### SUPPLIED ENTRIES
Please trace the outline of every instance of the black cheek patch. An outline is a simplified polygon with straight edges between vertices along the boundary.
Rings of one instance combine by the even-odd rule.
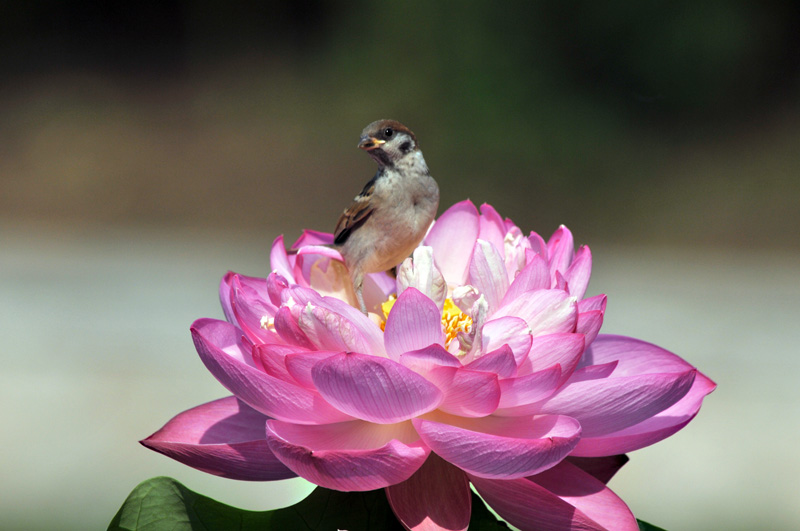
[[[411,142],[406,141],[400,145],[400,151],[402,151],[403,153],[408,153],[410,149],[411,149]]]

---

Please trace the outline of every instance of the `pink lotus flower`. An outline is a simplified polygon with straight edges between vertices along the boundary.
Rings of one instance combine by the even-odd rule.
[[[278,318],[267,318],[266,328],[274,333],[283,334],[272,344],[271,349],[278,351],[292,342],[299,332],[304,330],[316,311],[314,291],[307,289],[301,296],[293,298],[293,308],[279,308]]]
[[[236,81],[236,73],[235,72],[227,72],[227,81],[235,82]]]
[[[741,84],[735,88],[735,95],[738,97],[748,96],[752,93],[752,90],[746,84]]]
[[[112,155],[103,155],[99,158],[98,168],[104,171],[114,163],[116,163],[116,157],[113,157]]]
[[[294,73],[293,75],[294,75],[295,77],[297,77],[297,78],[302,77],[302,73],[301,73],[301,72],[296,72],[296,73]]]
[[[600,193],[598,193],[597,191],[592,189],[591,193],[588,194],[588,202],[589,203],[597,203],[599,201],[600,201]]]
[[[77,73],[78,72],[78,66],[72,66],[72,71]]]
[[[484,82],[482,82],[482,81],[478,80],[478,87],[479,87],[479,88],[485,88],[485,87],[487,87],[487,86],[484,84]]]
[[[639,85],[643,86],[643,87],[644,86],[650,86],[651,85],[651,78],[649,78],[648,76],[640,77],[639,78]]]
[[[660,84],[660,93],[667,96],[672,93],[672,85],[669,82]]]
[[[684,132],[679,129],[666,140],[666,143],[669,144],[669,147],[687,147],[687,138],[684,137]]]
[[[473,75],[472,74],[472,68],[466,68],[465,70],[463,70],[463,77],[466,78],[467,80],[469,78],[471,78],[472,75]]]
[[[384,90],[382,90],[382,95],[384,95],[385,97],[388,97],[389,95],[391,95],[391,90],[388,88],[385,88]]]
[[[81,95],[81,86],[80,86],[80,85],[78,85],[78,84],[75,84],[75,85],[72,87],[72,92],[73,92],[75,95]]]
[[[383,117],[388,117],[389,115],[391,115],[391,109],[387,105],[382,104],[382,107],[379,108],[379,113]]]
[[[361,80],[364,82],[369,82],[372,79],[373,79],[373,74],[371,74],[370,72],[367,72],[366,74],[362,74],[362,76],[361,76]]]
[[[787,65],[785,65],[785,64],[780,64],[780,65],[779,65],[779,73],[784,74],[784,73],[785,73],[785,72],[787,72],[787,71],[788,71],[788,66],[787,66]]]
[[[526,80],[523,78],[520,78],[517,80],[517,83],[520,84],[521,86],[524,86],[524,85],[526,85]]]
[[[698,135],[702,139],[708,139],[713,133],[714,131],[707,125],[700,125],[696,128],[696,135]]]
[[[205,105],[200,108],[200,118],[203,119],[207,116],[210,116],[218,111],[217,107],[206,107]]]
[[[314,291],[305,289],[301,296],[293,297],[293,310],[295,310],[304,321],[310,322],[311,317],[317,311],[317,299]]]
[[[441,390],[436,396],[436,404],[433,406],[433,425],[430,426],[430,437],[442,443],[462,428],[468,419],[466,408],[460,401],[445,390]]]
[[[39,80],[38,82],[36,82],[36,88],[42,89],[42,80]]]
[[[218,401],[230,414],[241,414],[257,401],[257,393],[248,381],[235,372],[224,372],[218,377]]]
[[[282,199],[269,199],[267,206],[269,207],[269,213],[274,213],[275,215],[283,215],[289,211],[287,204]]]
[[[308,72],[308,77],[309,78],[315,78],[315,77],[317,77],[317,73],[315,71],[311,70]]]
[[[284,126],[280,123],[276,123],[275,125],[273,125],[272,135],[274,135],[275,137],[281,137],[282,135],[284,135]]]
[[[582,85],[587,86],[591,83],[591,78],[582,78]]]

==

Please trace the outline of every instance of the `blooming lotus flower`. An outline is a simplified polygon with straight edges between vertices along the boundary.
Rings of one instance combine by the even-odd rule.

### PROBLEM DESCRIPTION
Note how many lines in the data above contain "flower", then state that number alone.

### TASK RESPONSE
2